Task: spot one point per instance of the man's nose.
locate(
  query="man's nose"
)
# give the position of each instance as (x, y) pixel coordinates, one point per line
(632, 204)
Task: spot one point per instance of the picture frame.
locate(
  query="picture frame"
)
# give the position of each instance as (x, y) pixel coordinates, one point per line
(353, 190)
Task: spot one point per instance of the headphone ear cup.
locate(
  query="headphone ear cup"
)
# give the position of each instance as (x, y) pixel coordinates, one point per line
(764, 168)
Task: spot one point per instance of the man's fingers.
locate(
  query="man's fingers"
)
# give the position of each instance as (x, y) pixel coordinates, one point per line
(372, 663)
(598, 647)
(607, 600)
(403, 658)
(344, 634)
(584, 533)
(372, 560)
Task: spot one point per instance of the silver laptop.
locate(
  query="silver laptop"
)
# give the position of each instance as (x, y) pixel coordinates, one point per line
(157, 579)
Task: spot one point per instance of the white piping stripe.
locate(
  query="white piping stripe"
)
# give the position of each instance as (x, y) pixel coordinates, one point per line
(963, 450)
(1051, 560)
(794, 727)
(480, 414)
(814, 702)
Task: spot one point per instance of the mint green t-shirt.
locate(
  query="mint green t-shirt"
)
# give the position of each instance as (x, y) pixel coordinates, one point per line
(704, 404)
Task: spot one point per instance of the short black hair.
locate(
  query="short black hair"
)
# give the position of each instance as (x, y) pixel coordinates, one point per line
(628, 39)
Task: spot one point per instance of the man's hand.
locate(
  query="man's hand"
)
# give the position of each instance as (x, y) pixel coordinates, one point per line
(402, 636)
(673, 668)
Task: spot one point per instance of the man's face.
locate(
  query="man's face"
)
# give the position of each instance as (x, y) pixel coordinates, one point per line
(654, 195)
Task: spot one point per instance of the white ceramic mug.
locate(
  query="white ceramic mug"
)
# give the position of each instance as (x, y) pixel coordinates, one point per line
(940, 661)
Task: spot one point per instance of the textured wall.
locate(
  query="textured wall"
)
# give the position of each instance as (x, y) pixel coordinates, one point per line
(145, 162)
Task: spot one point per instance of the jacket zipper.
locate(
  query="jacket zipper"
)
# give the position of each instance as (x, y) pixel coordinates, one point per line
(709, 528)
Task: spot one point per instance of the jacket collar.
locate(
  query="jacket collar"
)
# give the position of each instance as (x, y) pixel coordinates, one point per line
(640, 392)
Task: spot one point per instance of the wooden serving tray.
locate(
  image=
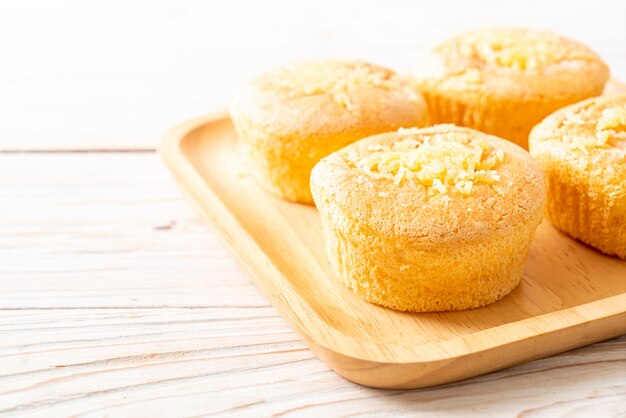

--

__WORK INSTRUCTIONS__: All the records need to be repeated exactly, with the images dropped.

__WRITTEN SOLUTION__:
Task: spot one point per instance of the man's nose.
locate(
  query="man's nose"
)
# give the position of each instance as (x, y) pixel coordinates, one point per line
(632, 204)
Task: spot one point per instance of the picture frame.
locate(
  query="picture frame"
)
# give the position of each instance as (x, y) pixel coordinates, one point per line
(353, 190)
Task: spot one point per instance of the headphone ear cup.
locate(
  query="headphone ear cup"
)
# give the position of each instance as (x, y) pixel coordinates, one point per line
(764, 168)
Task: spot one point per instance of the man's fingers.
locate(
  query="man's fingers"
)
# give the position of each instance as (x, y) pixel coordinates, one point per line
(372, 663)
(598, 647)
(607, 600)
(403, 658)
(344, 634)
(584, 533)
(372, 560)
Task: spot one point per instance of the silver laptop.
locate(
  query="silver laptop"
)
# give the position of each instance as (x, y) pixel coordinates, one point per line
(157, 579)
Task: spot one point per instance of the white piping stripe.
locate(
  query="white piping stripe"
)
# give the position of each instance as (x, y) pixel coordinates, one point per line
(963, 450)
(1051, 560)
(794, 727)
(480, 414)
(814, 702)
Task: spot one point per instance of the mint green t-shirt.
locate(
  query="mint green t-shirt"
)
# give the position of each instance as (x, y) pixel coordinates, one point per line
(704, 404)
Task: spot one point per instance of the short black hair.
locate(
  query="short black hair"
)
# give the position of each instance as (x, y) pixel coordinates, one point per line
(628, 39)
Task: spot one point per instance of the man's hand.
locate(
  query="man's hand"
)
# give the position of each instance as (x, y) pixel coordinates, one point per line
(402, 636)
(673, 668)
Task: spot one point per instance of the man's face.
locate(
  query="man's face"
)
# give the position of each instance as (x, y) pixel coordinates, one point per line
(654, 195)
Task: spot one point per instance of the white ceramic mug.
locate(
  query="white ceramic mug"
)
# give the position of each instance as (x, y) pixel coordinates, one point per line
(940, 661)
Task: spot one point per instance of the textured wall.
locate(
  query="textured wall"
)
# give the position of each instance as (x, y) pixel coordinates, one point per line
(145, 162)
Task: spot one point per instance of the jacket zipper.
locate(
  query="jacket zipper"
)
# give the position of each instance as (x, y) pixel coordinates, one point per line
(709, 528)
Task: spot one point per instance of the jacket collar.
locate(
  query="jacket collar"
)
# give the position of each instance as (x, y) pixel coordinates, one point per line
(640, 392)
Task: spot one point per instance of the wooden serving tray.
locate(
  image=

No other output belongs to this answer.